▶ _YOUR INSTRUCTIONS_
Copy the records below verbatim, line by line, but leave out the pictures.

▶ _RECORDS FOR THIS TASK_
·····

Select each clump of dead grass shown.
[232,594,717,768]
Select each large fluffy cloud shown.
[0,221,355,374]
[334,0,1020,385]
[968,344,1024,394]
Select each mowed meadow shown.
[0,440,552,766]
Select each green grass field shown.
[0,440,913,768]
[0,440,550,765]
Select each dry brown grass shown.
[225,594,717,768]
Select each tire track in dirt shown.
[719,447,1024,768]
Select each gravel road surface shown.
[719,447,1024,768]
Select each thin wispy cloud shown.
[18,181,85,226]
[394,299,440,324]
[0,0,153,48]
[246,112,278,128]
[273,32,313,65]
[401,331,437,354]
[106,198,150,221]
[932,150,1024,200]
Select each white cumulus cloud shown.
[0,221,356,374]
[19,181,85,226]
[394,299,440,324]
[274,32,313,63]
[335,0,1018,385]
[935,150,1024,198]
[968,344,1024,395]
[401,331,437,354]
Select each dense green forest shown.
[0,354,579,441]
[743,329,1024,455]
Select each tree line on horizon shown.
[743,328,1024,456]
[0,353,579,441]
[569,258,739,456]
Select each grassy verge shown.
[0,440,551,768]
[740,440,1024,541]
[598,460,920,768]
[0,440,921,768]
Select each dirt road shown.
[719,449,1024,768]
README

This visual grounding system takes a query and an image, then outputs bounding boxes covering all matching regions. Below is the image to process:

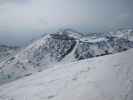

·····

▶ _TASK ANSWER_
Select each clump of dead grass shown.
[232,594,717,768]
Select each large fluffy cloud shown.
[0,221,355,374]
[334,0,1020,385]
[968,344,1024,394]
Select each mowed meadow shown.
[0,440,552,766]
Select each green grass field shown.
[0,440,913,768]
[0,440,550,765]
Select each dry brown grass shown.
[225,594,717,768]
Select each tire track in dirt shown.
[719,447,1024,768]
Select each gravel road surface shown.
[719,447,1024,768]
Select each thin wispy cloud shown.
[18,181,85,226]
[394,299,440,324]
[0,0,153,48]
[246,112,278,128]
[273,32,313,65]
[401,331,437,354]
[106,198,150,221]
[932,150,1024,200]
Select each white cumulus cloud shown.
[0,221,356,374]
[19,181,85,226]
[394,299,440,324]
[274,32,313,63]
[335,0,1018,385]
[935,150,1024,198]
[968,344,1024,395]
[401,331,437,354]
Select each dense green forest shown.
[0,354,579,441]
[743,329,1024,455]
Select each tree line on horizon shown.
[743,328,1024,456]
[0,353,579,441]
[569,258,739,456]
Select each grassy verge shown.
[0,440,551,768]
[740,440,1024,541]
[598,460,920,768]
[0,440,921,768]
Select each dirt road shown.
[719,449,1024,768]
README

This visual grounding system takes a query and an image, then outputs bounding boxes covering all matching regions. Below is the image to process:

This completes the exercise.